Some records:
##############################

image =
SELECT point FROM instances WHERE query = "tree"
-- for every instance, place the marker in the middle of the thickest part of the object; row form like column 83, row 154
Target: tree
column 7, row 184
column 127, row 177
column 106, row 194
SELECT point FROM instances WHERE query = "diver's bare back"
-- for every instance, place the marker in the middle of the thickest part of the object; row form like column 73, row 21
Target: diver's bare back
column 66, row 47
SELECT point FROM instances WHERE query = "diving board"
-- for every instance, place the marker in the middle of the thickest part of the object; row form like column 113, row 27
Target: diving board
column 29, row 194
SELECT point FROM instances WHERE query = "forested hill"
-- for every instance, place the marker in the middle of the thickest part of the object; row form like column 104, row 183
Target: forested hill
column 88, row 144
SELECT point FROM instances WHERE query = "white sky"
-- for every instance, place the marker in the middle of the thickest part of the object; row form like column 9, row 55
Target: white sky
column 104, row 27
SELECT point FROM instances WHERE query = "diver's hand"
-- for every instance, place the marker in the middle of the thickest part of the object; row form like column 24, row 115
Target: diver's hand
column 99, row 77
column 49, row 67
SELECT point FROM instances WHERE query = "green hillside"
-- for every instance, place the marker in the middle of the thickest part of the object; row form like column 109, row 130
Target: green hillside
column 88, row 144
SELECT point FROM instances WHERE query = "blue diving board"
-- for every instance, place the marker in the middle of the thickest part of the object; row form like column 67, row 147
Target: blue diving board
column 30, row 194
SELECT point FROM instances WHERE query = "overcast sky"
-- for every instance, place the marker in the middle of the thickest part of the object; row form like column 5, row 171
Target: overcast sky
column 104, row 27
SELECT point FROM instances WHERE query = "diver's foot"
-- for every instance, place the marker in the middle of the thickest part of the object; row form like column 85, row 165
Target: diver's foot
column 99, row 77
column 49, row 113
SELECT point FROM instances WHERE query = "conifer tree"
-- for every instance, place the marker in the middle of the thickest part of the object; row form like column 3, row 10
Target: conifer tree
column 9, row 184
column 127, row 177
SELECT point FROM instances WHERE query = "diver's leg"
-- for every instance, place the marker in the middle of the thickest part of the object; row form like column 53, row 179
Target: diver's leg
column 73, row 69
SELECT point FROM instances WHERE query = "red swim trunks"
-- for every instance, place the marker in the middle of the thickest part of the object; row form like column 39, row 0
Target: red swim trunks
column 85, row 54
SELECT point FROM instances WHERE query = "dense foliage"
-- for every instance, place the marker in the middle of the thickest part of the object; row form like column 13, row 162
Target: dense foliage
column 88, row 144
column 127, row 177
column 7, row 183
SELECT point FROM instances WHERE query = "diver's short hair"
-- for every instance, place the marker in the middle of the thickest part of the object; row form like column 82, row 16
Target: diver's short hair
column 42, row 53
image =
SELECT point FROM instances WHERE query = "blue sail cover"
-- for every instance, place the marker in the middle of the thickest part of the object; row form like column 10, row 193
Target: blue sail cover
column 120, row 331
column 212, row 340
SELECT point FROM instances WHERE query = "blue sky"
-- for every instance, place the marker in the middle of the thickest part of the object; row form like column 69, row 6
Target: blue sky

##############################

• **The request**
Turn the data above into a JSON list of strings with one string for each line. Leave out any blank lines.

• **Final result**
[
  "image =",
  "SELECT point FROM instances WHERE query = \"tree\"",
  "-- for every instance, place the marker in the middle of the thickest part of the object; row form like column 83, row 154",
  "Target: tree",
  "column 7, row 184",
  "column 127, row 177",
  "column 106, row 194",
  "SELECT point FROM instances WHERE query = \"diver's bare back\"",
  "-- for every instance, place the marker in the middle of the thickest part of the object; row form like column 73, row 21",
  "Target: diver's bare back",
  "column 66, row 47",
  "SELECT point FROM instances WHERE query = \"diving board\"",
  "-- for every instance, place the marker in the middle of the thickest part of the object; row form like column 113, row 27",
  "Target: diving board",
  "column 29, row 194",
  "SELECT point FROM instances WHERE query = \"forested hill\"",
  "-- for every instance, place the marker in the middle of the thickest part of the object; row form like column 104, row 183",
  "Target: forested hill",
  "column 88, row 144",
  "SELECT point FROM instances WHERE query = \"white sky\"",
  "-- for every instance, place the marker in the middle of the thickest part of the object; row form like column 9, row 55",
  "Target: white sky",
  "column 104, row 27",
  "SELECT point FROM instances WHERE query = \"diver's hand\"",
  "-- for every instance, place the marker in the middle of the thickest part of the object; row form like column 24, row 115",
  "Target: diver's hand",
  "column 99, row 77",
  "column 49, row 67",
  "SELECT point FROM instances WHERE query = \"green hillside\"",
  "-- for every instance, place the marker in the middle of the thickest part of the object; row form like column 109, row 130",
  "Target: green hillside",
  "column 88, row 144",
  "SELECT point FROM instances WHERE query = \"blue diving board\"",
  "-- for every instance, place the marker in the middle of the thickest part of the object; row form like column 67, row 147",
  "Target: blue diving board",
  "column 30, row 194",
  "SELECT point FROM instances WHERE query = \"overcast sky\"",
  "-- for every instance, place the marker in the middle of the thickest part of the object; row form like column 5, row 171",
  "Target: overcast sky",
  "column 104, row 27",
  "SELECT point FROM instances WHERE query = \"diver's foot\"",
  "-- for every instance, place the marker in the middle of the thickest part of the object; row form like column 85, row 165",
  "Target: diver's foot",
  "column 99, row 77",
  "column 49, row 113",
  "SELECT point FROM instances WHERE query = \"conifer tree\"",
  "-- for every instance, place the marker in the middle of the thickest part of the object; row form like column 3, row 10",
  "Target: conifer tree",
  "column 9, row 184",
  "column 127, row 177",
  "SELECT point FROM instances WHERE query = \"diver's leg\"",
  "-- for every instance, place the marker in the middle of the thickest part of the object; row form like column 53, row 179",
  "Target: diver's leg",
  "column 73, row 69",
  "SELECT point FROM instances WHERE query = \"red swim trunks\"",
  "-- for every instance, place the marker in the middle of the thickest part of the object; row form like column 39, row 0",
  "Target: red swim trunks",
  "column 85, row 54",
  "SELECT point FROM instances WHERE query = \"dense foliage\"",
  "-- for every instance, place the marker in the middle of the thickest part of the object; row form like column 13, row 162",
  "Target: dense foliage",
  "column 88, row 144",
  "column 127, row 177",
  "column 7, row 183",
  "SELECT point FROM instances WHERE query = \"diver's short hair\"",
  "-- for every instance, place the marker in the middle of the thickest part of the object; row form like column 82, row 16",
  "Target: diver's short hair",
  "column 42, row 53",
  "image =",
  "SELECT point FROM instances WHERE query = \"blue sail cover\"",
  "-- for every instance, place the marker in the middle of the thickest part of the object; row form like column 10, row 193",
  "Target: blue sail cover",
  "column 120, row 331",
  "column 212, row 340",
  "SELECT point FROM instances WHERE query = \"blue sky\"",
  "-- for every instance, place the marker in the middle of the thickest part of the object; row form like column 69, row 6",
  "Target: blue sky"
]